_THE PROBLEM_
Copy each line exactly.

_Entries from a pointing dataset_
>>>

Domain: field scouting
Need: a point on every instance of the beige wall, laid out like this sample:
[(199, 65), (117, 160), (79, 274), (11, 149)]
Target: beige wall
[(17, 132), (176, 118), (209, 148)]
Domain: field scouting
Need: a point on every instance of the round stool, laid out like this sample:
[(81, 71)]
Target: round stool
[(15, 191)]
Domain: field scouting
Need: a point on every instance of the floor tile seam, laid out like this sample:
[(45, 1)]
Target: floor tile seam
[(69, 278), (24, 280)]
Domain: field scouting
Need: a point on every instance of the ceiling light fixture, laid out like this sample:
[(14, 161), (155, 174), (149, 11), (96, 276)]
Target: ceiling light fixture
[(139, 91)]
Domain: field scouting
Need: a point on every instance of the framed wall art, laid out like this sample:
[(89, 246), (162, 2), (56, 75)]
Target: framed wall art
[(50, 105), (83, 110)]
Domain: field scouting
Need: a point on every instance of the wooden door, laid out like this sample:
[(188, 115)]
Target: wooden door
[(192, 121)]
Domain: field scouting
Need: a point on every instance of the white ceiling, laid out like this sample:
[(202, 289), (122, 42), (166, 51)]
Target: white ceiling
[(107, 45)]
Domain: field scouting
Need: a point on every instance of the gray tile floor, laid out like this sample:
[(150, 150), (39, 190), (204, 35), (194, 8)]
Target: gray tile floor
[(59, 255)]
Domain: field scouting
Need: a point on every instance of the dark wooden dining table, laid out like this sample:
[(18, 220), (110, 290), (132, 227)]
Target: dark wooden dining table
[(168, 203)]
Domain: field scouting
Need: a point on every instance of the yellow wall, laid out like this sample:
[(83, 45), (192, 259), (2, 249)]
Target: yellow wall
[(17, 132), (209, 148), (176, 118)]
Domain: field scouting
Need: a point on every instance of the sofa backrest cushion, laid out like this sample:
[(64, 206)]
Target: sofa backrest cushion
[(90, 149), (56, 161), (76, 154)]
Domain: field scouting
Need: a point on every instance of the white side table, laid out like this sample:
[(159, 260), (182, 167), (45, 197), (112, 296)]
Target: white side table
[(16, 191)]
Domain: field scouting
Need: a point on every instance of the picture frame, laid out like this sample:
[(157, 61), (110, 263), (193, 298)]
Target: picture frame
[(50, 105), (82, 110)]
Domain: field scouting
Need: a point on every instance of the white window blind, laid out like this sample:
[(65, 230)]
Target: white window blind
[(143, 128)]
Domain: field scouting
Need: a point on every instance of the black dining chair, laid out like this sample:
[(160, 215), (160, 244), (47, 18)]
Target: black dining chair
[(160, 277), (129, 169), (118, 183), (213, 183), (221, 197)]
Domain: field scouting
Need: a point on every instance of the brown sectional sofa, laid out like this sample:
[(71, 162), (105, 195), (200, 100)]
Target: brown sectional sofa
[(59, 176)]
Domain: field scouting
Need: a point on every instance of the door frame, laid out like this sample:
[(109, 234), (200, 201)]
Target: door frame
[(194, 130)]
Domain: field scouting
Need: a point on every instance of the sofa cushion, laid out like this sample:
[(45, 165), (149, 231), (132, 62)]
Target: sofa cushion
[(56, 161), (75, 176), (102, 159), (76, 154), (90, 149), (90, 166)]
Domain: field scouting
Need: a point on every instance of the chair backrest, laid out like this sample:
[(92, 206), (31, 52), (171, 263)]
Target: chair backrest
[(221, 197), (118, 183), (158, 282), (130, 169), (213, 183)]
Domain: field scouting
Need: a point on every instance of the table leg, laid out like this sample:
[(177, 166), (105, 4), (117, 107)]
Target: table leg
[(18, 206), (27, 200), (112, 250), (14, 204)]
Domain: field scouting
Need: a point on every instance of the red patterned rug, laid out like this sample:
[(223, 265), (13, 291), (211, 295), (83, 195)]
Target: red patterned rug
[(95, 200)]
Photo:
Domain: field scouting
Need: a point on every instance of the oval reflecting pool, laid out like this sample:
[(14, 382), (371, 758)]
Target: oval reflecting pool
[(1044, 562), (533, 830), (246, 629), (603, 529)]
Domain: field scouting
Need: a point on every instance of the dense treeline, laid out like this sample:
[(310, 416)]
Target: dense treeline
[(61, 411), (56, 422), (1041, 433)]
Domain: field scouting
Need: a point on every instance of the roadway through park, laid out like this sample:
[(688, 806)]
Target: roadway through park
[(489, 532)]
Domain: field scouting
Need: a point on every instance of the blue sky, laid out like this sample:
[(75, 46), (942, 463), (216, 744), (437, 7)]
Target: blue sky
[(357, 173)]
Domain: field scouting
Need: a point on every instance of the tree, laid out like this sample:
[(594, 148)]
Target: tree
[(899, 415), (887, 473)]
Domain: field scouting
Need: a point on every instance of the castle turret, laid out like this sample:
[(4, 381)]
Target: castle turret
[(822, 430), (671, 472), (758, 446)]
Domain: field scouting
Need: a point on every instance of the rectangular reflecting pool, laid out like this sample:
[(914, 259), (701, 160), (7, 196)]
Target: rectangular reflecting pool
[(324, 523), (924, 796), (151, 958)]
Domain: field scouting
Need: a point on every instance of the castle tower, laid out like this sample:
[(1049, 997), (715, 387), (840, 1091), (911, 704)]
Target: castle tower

<<<

_ANSWER TO THE TASK_
Domain: field scouting
Need: a point on every instance of the beige wall, laid out like this sample:
[(199, 65), (117, 160), (79, 274), (11, 149)]
Target: beige wall
[(17, 132), (176, 118), (209, 148)]
Domain: field scouting
Need: a point on every instance of the round stool, laid out like this sample:
[(81, 71)]
Target: round stool
[(15, 191)]
Domain: field scouting
Need: a point on every instance of the floor tile seam, laid out like this sample:
[(45, 1)]
Target: floor tile seam
[(69, 278), (24, 280)]
Domain: field scouting
Need: a point on every instance of the ceiling light fixture, laid out like this sample:
[(14, 161), (155, 174), (149, 11), (96, 276)]
Target: ceiling light fixture
[(139, 91)]
Domain: field scouting
Need: a point on every instance of the framed wall art, laid out like this sample:
[(89, 246), (162, 2), (56, 75)]
Target: framed wall art
[(50, 105), (83, 110)]
Domain: field scouting
Need: a point on every instance of the wooden door, laid out like this sample:
[(188, 115)]
Target: wooden door
[(192, 121)]
Domain: field scouting
Need: a point on every instance of the white ceiling, laid out like this sample:
[(202, 289), (122, 42), (166, 51)]
Target: white ceiling
[(107, 45)]
Domain: field scouting
Need: a point on every instance of the gray tile floor, laid out like this sample:
[(150, 150), (39, 190), (204, 35), (194, 8)]
Target: gray tile floor
[(59, 255)]
Domain: field scouting
Need: a point on every instance of the dark wooden dining table, laid out like this sample:
[(18, 220), (110, 290), (132, 227)]
Target: dark wooden dining table
[(168, 203)]
Domain: field scouting
Need: a point on every instance of the yellow wall, laid out like this sample:
[(83, 45), (192, 259), (2, 249)]
Target: yellow wall
[(17, 132), (209, 148), (176, 118)]
Domain: field scouting
Need: a point on every instance of the sofa backrest cushion, laid out like this sample:
[(64, 206)]
Target: sofa backrest cushion
[(90, 149), (56, 161), (76, 154)]
Domain: field scouting
Need: a point on every instance of the white side table, laid out like this sample:
[(159, 260), (182, 167), (45, 197), (112, 296)]
Target: white side table
[(16, 191)]
Domain: field scouting
Need: a point on every instance of the picture frame, laid out like this sample:
[(157, 61), (110, 263), (193, 298)]
Target: picture frame
[(50, 105), (82, 110)]
Domain: field scouting
Need: a point on every instance of the white window blind, laid out like this sample:
[(65, 230)]
Target: white window blind
[(143, 128)]
Domain: field scouting
Need: a point on every instance of the black dining chair, laid out like this sample:
[(160, 215), (160, 244), (47, 18)]
Target: black dining chair
[(160, 277), (129, 169), (118, 183), (213, 183), (221, 197)]
Domain: field scouting
Need: a point on every instance of the brown sectional sofa, laid out like this sample:
[(71, 162), (105, 195), (200, 100)]
Target: brown sectional sofa
[(59, 176)]
Domain: field scouting
Need: a point on every instance of the door frame, laid out like this sample:
[(109, 234), (200, 201)]
Target: door frame
[(194, 130)]
Domain: field scouting
Need: a point on every instance of the sofa cushion, laid out like this sample:
[(45, 165), (149, 231), (132, 62)]
Target: sofa cushion
[(56, 161), (75, 176), (102, 159), (76, 154), (90, 149), (90, 166)]
Domain: field scouting
Need: a point on every instance of the chair backrest, laid out like this sample:
[(92, 206), (31, 52), (171, 263)]
Target: chair backrest
[(221, 197), (118, 183), (158, 282), (130, 169), (213, 183)]
Domain: field scouting
Need: a point on every instance of the table leg, laid out like this sample:
[(177, 166), (105, 4), (117, 107)]
Target: table leg
[(18, 206), (27, 200), (112, 250), (14, 204)]
Domain: field scouting
Need: a point on every instance of the red patterned rug, laid out like this sample:
[(223, 265), (13, 291), (211, 295), (83, 195)]
Target: red patterned rug
[(95, 200)]
Photo:
Domain: field scouting
Need: a point on every instance of the oval reflecting pool, laid out like this sample:
[(14, 382), (371, 758)]
Target: oval reflecting pool
[(1044, 562), (533, 830), (246, 629), (603, 529)]
Domain: field scouting
Need: a point on every instance of the dense treeline, laid out like this sample:
[(310, 416)]
Target: dense treeline
[(61, 411), (56, 422), (1041, 433)]
Domain: field scouting
Need: a point on every instance of the roadway through park, laid out like this sample:
[(688, 806)]
Target: roadway through park
[(489, 532)]
Domain: field scouting
Need: a point on every instance of the blue sky, laid out like this sample:
[(75, 46), (942, 463), (216, 744), (437, 7)]
Target: blue sky
[(357, 173)]
Domain: field scouting
Need: a point on every instance of the tree, laid out like this sample:
[(594, 148)]
Target: tree
[(899, 415), (887, 473)]
Domain: field scouting
Need: a point on every instance of the castle turret, laid out like this sample:
[(4, 381)]
Target: castle turret
[(822, 430), (671, 472), (758, 446)]
Domain: field scouting
Need: a point on every instance of the rectangular reflecting pool, laid out like this sample:
[(914, 259), (701, 160), (7, 196)]
Target: rectangular reflecting pool
[(324, 523), (924, 796), (151, 958)]
Domain: field scouting
Need: a point on every instance of the castle tower, laid out like this sample:
[(1049, 997), (715, 387), (840, 1091), (911, 704)]
Target: castle tower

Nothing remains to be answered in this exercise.